*** Text under study Section Begins ***

Showing posts with label Passive-aggressive. Show all posts
Showing posts with label Passive-aggressive. Show all posts

Wednesday, December 30, 2009

Lisa's Vegan Murphy's Law, or: But I ...

In response to Lisa's Vegan Murphy's Law:

But I only eat salad.
There is no protein in my diet.
I am anaemic. So wan.
I cannot lift the spoon to my mouth because I am so weak.
I have wasted muscles.
I only eat organic, biodynamic fruit that has fallen from a tree.
I sneer at Level 5 vegans.
I crave bloody flesh and secretly devour it at any opportunity.
I cannot truly envisage a life without chocolate and cheese.
I am mightily tempted by "but it's a just a little bit of ...".
I cannot cook.
I do not enjoy eating.
I do not understand the Circle of Life (although Simba has promised to explain it to me).
If only I got to raise a lamb as a child and then slaughter it for Sunday dinner I wouldn't be squeamish.
I cannot satisfactorily answer the question "But if we all stopped eating meat then what would happen to all the cows, huh?".
I am swayed by your arguments about our dominance in the food chain.
Because I care about animal rights I automatically do not care about human rights.

I am "just going too far".
I enjoy criticising my hosts and their food.
I love to preach and lecture.
I never encounter obnoxious omnis who bait me and wait for just one response, which qualifies as preaching and lecturing on my behalf.

Sunday, August 30, 2009

Sadly, sadly, or: I well

I've had my first vegan food related cry.

I'm not an emotional person and as a rule my teary moments are restricted to funerals and times of self-induced self-pity. It's just not something that comes easily to me and I try hard to keep a publicly positive demeanor most of the time. I don't well up and I don't sob.

A recent work retreat had me otherwise. A number of factors contributed to a bittersweet few days, including the departure of a good friend and colleague across the ditch, but it was really the food that got me.

Last year we went to the same venue and I only attended for one day. The buffet lunch was not vegan-friendly but ever prepared, I had brought my own green bag full of Saladas, Nuttelex, Vegemite and Tofutti slices which kept me full. This year, staying for two days, I knew that our branch's efficient and thoughtful EA had already arranged a vegan menu for me (thanks Sarah) , including an excellent looking dinner, and I was more hopeful of a better spread at lunch. Just in case, Scout-like, I still brought my little green bag.

*** Text under study Section Ends ***
*** Extracted material Section Begins ***

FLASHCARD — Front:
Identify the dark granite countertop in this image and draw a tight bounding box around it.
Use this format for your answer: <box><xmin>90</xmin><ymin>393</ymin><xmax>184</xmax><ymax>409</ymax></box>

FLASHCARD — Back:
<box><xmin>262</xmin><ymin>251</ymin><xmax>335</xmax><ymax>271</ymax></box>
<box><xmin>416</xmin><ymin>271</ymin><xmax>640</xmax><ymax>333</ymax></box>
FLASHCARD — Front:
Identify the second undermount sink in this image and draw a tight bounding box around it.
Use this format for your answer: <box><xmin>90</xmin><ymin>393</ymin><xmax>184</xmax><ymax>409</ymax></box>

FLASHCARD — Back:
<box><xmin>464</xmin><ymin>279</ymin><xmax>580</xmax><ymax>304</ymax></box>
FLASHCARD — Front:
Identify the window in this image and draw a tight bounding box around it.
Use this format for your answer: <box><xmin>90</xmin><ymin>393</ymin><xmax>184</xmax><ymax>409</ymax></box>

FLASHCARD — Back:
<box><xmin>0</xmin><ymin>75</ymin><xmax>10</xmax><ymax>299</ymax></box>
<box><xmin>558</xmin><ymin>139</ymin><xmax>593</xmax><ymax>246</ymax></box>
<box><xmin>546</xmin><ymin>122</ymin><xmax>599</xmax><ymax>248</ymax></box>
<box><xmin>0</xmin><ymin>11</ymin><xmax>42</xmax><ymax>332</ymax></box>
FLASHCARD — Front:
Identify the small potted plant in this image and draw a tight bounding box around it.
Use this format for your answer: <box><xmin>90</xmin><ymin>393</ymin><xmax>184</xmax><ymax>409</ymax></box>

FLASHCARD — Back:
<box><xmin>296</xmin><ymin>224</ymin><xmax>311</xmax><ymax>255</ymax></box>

*** Extracted material Section Ends ***

▶ What to do:
A. Summarize the vegan blog posts in two sentences.
B. According to the vegan blog posts, what did the writer bring in the green bag to last year's retreat?
C. Carry the vegan blog posts forward from the point where they stop.
The rows are not needed for this work.

▶ Answers to each task:
A. The first post, written in response to Lisa's Vegan Murphy's Law, lists statements such as "I only eat salad," "I cannot cook," and "I love to preach and lecture." The second post describes the writer's first vegan food related cry at a work retreat where the food was the main cause, and says that although a vegan menu had been arranged this year, the writer still brought a little green bag of food as on the previous visit.

B. Saladas, Nuttelex, Vegemite and Tofutti slices.

C.
And I needed it. Nothing on the buffet was ok except for some dried apricots and dates (and the ubiquitous mixed green salad). Some items were labelled and vegetarian and gluten free, and I assumed that if they went to that trouble, then anything vegan would also be labelled. Bucking up, I ate my Saladas and Vegemite at the table once again.

I returned to my room feeling downhearted, but confused about why I was taking it so hard. I'm more than used to having limited options; indeed having made my choices it's not something I really like to make a fuss about. I'm used to eating different food from everyone else at the table, and I'm used to being prepared and BYOing. And then I realised that I was embarrassed.

It was a shock. I am not embarrassed of my veganism - I am proud and happy to talk about it until I'm blue in the face. But I was embarrassed to sit at the table amongst my friends and colleagues and have to pull food out of my own bag and make it in front of them. I was embarrassed that I had nothing nice to eat. I was embarrassed to be the centre of attention. I was embarrassed to be receiving stares and comments. I was embarrassed to have to explain why I couldn't eat the roast vegetables (butter) or bread (milk solids, whey, egg). I was embarrassed that people would think that vegans never get to eat good food and that it must be so very difficult, when I really try to tell people that it's not.

If it was a problem to cater for me, then I wouldn't have minded, but I would have made sure that I had something proper to eat.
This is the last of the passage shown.